William “Marty” Martin, a renowned snake researcher who dedicated his life’s work to the study of timber rattlesnakes, died last week after he was bitten by a snake on the property of his West Virginia home, his wife said. He was 80.
Martin, who was described as the “ambassador of rattlesnakes” in a 2019 profile on the online journal Terrain, was just 13 years old when he documented the first instance of timber rattlesnakes in the Bull Run Mountains in Virginia.
At the age of 17, he became a founding member of the Virginia Herpetological Society, and for 30 years he served on the International Union for Conservation of Nature’s timber rattlesnake task force, which worked to preserve the species, according to Reptiles Magazine.
Martin also co-authored the 472-page book “The Timber Rattlesnake: Life History, Distribution, Status, and Conservation Action Plan,” which was released in August 2021.
Joe Villari, manager of the Bull Run Mountains Preserve, paid tribute to Martin in a lengthy Facebook post, calling him “a true original in every sense of the word” and “a human of mythic proportions — a being far more rare than the threatened and endangered snakes to which he dedicated his life.”
Villari, who was also a friend of the “absolute rattlesnake legend,” noted that Martin acted as one of snakes’ “earliest ambassadors — far before the eruption of the ecological and animal welfare enlightenment of the 1970s.”
His happiness was “intrinsically tied to the presence and well-being of venomous snake populations, especially his beloved timbers,” he wrote, adding that at the age of 80, “he was more physically capable than most 20-year-olds that I have scrambled across the mountain with.”
John Sealy, a rattlesnake researcher from Stokesdale, said that Martin was considered by many in the community of snake experts as the foremost authority on timber rattlers, a species he studied since childhood.
“They’re extremely secretive animals,” Sealy told The Associated Press.
According to the Smithsonian’s National Zoo & Conservation Biology Institute, the timber rattlesnake — also called the American viper, black rattlesnake, eastern rattlesnake, timber rattler and canebrake — is a large pit viper with a wide distribution across the eastern half of the U.S.
Adult timber rattlesnakes can reach lengths of up to 5 feet, though there are reports of some growing up to 7 feet long.
Deaths from snakebites in the U.S. are rare, according to data released by the National Institute for Occupational Safety and Health.
Each year, an estimated 7,000-8,000 people are bitten by venomous snakes in the U.S., but only about five of those people die.

= = = = = = =

_PROBLEMS AND TASKS_
1/ Answer these from the article about the snake researcher:
(a) How old was Martin when he documented the first instance of timber rattlesnakes in the Bull Run Mountains?
(b) For how many years did he serve on the International Union for Conservation of Nature's timber rattlesnake task force?
(c) About how many people in the U.S. are bitten by venomous snakes each year?
2/ In the article about the snake researcher, retype the passage that starts at the words "According to the" and stops after the words "7 feet long.".

_Dataset entries_
= = = = = = =

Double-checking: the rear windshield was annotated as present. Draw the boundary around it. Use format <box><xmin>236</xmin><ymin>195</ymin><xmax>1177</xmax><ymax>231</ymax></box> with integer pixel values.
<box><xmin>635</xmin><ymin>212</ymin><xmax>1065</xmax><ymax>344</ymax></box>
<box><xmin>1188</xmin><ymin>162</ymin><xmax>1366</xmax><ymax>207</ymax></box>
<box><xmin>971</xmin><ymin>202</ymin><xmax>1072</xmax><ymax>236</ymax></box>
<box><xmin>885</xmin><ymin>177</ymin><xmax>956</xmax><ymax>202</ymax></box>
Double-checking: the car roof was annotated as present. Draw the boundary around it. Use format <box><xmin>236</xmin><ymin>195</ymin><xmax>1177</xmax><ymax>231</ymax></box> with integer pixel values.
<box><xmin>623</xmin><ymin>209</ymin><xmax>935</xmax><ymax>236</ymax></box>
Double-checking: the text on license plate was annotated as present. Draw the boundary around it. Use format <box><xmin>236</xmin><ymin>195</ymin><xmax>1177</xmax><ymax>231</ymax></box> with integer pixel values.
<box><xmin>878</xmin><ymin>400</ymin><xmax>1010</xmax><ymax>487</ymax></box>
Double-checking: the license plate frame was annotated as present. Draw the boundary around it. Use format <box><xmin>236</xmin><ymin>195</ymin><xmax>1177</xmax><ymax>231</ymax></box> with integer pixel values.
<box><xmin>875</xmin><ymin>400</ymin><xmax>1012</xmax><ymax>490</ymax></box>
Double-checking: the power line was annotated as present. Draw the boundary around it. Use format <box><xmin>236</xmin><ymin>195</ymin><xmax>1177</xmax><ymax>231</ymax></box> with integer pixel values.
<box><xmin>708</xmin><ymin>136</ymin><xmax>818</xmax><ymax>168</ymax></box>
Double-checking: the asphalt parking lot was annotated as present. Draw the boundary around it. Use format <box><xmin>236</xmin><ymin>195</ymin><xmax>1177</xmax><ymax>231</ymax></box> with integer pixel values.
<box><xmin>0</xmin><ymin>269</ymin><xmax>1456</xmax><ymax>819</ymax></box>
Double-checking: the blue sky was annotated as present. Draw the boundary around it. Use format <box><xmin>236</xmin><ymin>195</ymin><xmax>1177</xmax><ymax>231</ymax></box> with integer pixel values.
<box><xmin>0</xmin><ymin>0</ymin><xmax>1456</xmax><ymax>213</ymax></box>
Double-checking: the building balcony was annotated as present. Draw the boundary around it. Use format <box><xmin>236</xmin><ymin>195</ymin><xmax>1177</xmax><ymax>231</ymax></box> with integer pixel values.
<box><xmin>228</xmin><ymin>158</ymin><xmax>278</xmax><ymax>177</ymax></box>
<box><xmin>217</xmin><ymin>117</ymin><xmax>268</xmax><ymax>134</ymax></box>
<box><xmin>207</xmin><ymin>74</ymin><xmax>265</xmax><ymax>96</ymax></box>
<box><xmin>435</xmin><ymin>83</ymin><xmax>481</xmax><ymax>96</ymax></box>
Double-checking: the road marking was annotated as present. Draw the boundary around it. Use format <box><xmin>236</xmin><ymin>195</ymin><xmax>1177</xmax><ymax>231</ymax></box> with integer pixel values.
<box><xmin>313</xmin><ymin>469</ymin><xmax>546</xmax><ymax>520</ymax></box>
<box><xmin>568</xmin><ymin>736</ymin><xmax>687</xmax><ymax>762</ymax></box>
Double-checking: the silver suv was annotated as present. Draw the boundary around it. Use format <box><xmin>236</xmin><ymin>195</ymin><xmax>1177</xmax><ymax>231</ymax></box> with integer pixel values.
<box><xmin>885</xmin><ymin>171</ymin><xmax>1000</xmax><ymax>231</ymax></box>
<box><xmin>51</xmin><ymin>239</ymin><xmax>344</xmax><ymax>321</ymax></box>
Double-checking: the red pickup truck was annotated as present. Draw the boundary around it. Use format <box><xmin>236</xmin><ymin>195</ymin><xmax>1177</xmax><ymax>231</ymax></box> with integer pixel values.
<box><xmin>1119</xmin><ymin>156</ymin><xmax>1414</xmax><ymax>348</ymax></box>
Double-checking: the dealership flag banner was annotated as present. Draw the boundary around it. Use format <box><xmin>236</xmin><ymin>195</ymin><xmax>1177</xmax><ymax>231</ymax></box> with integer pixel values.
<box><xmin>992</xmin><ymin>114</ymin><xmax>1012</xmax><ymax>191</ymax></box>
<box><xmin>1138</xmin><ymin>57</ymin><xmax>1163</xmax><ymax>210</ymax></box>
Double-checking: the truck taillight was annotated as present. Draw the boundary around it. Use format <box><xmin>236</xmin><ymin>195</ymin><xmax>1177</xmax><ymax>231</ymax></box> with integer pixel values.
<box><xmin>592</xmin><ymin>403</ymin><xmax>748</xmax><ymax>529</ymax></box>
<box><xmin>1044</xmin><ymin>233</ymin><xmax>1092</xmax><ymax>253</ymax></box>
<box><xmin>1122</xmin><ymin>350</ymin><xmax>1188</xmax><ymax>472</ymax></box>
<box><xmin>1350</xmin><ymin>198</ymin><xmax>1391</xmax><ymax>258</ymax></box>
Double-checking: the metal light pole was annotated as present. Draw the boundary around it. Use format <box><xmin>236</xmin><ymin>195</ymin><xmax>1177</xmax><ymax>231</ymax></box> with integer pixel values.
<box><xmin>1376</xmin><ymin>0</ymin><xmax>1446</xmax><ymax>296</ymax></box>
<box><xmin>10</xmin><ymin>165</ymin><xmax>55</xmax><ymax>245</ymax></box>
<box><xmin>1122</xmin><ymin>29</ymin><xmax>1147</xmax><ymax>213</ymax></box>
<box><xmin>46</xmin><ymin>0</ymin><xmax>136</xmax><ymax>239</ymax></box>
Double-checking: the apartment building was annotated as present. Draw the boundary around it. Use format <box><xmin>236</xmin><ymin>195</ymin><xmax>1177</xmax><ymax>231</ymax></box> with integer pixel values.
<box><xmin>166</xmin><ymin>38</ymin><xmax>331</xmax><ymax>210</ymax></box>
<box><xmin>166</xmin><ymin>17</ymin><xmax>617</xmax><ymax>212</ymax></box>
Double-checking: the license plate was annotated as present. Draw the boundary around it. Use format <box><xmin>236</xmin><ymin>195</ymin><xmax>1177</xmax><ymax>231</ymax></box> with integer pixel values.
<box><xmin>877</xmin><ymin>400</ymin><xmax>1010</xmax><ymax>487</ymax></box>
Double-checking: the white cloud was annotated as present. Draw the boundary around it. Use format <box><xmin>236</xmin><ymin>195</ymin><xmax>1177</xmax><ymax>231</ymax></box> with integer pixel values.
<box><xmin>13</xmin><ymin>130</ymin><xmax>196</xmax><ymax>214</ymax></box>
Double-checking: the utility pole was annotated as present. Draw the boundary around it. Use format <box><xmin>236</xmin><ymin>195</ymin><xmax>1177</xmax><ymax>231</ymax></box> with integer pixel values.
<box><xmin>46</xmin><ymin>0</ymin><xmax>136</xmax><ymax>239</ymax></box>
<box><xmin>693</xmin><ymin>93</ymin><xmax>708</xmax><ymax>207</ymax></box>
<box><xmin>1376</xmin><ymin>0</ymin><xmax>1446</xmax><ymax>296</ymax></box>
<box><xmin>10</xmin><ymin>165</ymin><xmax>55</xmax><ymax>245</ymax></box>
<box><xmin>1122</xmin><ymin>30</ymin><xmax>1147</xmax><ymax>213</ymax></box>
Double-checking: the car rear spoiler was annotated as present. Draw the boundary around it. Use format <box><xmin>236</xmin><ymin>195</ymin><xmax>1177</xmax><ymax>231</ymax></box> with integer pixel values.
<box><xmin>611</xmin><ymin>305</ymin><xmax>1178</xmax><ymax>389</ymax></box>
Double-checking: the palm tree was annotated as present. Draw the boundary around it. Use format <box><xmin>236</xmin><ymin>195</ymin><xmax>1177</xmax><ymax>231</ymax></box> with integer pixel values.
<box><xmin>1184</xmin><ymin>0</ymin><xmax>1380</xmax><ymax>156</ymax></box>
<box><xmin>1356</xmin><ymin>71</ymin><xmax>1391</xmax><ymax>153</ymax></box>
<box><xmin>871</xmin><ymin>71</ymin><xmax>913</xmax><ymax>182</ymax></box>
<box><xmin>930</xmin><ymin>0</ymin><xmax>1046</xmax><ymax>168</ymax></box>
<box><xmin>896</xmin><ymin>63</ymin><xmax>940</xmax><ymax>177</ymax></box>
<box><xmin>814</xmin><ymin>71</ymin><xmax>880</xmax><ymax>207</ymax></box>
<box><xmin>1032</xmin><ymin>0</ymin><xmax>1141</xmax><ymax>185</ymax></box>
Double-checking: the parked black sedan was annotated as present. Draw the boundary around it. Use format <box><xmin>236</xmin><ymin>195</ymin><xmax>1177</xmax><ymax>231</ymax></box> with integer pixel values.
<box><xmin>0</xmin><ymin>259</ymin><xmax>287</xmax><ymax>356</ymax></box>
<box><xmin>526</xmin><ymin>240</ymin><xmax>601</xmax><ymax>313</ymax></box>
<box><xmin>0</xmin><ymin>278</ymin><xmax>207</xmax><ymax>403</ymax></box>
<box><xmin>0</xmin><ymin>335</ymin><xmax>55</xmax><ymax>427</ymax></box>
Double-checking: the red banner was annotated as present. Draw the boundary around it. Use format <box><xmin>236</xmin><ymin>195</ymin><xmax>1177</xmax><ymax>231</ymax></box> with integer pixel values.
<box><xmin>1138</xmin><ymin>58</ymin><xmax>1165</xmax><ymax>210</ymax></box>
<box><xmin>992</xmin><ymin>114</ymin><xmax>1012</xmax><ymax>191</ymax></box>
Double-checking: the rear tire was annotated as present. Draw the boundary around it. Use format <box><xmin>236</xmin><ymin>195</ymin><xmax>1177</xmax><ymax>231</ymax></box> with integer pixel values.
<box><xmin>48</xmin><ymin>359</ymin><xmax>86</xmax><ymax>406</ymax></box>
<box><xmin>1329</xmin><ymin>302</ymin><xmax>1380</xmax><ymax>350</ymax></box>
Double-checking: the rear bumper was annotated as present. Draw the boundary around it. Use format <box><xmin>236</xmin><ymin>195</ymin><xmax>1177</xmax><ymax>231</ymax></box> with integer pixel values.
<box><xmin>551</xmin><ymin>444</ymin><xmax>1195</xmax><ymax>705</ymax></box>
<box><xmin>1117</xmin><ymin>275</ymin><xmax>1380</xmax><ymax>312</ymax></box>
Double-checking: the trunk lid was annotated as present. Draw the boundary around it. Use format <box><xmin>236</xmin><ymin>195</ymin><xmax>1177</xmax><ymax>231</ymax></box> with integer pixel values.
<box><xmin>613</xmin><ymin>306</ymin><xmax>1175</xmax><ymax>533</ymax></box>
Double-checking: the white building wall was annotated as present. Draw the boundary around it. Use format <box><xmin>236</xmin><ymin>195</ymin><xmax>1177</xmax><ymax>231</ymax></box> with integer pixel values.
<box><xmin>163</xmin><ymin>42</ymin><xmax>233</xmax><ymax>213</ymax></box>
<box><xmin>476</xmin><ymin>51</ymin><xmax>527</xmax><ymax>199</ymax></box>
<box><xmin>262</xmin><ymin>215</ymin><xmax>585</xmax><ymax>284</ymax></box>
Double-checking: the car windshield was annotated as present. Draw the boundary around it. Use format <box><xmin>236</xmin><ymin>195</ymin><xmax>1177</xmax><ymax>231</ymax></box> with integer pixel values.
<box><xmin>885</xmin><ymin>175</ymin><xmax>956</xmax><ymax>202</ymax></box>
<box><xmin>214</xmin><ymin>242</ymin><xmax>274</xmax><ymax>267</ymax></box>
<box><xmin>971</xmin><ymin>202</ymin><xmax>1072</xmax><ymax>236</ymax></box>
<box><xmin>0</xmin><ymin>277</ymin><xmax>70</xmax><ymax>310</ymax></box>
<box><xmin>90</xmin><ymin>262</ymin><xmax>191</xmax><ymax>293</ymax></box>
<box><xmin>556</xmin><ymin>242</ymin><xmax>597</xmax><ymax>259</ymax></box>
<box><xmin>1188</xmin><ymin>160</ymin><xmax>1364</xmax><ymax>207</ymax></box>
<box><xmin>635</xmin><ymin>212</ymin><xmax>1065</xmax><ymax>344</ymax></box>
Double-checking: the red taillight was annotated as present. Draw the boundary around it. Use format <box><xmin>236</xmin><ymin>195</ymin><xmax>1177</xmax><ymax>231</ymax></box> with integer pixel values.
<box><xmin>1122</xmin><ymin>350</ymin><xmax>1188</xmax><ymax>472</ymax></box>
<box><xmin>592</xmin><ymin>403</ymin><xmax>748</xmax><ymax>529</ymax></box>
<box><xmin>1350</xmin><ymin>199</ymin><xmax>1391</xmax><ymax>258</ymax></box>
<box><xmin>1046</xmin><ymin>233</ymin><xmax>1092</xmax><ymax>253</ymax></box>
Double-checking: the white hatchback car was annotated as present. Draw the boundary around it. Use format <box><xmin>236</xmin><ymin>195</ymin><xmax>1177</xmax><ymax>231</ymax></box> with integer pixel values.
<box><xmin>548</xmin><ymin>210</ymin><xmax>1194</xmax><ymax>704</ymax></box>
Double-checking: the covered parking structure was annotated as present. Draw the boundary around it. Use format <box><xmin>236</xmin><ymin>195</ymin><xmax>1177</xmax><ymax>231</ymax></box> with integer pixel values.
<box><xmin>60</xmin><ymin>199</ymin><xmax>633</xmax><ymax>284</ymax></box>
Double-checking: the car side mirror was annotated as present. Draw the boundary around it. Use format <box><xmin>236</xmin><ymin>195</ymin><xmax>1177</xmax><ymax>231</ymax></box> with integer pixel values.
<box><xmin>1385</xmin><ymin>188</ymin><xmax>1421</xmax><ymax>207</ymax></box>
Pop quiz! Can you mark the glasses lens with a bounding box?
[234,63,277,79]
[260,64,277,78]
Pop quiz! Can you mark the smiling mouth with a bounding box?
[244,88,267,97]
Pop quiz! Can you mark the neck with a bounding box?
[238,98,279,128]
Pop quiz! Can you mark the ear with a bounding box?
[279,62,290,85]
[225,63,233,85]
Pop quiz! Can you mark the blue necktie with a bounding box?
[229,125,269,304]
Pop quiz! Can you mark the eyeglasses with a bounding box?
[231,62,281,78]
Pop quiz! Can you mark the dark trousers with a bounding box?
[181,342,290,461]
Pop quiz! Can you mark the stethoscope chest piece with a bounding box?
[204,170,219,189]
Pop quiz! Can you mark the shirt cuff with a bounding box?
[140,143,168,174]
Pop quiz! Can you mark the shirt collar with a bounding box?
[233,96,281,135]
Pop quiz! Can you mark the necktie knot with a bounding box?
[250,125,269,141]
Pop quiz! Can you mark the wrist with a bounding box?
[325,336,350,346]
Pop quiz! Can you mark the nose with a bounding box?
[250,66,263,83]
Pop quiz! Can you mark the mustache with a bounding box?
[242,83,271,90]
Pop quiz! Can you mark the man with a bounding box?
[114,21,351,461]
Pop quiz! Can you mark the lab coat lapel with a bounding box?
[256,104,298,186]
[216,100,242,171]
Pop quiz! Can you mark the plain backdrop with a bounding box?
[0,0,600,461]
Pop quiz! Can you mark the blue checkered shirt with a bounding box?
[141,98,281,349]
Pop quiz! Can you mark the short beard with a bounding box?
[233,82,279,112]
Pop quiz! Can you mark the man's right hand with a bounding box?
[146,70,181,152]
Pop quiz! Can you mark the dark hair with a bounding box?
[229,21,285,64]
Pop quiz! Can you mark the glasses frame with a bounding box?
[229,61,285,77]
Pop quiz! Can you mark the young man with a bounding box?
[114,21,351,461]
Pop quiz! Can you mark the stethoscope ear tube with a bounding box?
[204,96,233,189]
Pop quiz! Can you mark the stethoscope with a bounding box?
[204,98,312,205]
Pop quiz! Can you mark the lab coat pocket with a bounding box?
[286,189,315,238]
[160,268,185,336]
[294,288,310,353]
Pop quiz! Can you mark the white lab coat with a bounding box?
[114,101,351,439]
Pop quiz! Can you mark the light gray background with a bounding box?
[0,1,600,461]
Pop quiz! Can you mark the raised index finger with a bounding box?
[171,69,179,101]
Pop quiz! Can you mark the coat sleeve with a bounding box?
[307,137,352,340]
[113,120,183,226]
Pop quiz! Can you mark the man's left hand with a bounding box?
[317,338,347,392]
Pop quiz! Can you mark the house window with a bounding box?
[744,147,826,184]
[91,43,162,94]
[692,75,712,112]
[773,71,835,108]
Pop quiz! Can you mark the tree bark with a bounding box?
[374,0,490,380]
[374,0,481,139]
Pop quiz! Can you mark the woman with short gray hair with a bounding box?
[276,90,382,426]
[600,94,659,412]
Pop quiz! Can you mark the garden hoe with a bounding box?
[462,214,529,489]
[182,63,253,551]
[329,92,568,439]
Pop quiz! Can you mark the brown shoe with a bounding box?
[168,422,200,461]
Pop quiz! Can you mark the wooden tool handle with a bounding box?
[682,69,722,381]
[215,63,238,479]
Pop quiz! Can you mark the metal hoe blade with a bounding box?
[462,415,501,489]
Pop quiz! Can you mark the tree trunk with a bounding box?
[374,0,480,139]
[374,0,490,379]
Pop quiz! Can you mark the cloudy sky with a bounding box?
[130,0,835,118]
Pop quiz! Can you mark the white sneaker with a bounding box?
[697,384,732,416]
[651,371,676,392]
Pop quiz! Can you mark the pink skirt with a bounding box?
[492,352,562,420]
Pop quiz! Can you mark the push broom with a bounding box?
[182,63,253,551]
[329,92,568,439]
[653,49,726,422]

= = = = = = =

_ANSWERS TO THE TASKS_
1/
(a) 13 years old
(b) 30 years
(c) An estimated 7,000-8,000

2/
According to the Smithsonian’s National Zoo & Conservation Biology Institute, the timber rattlesnake — also called the American viper, black rattlesnake, eastern rattlesnake, timber rattler and canebrake — is a large pit viper with a wide distribution across the eastern half of the U.S.
Adult timber rattlesnakes can reach lengths of up to 5 feet, though there are reports of some growing up to 7 feet long.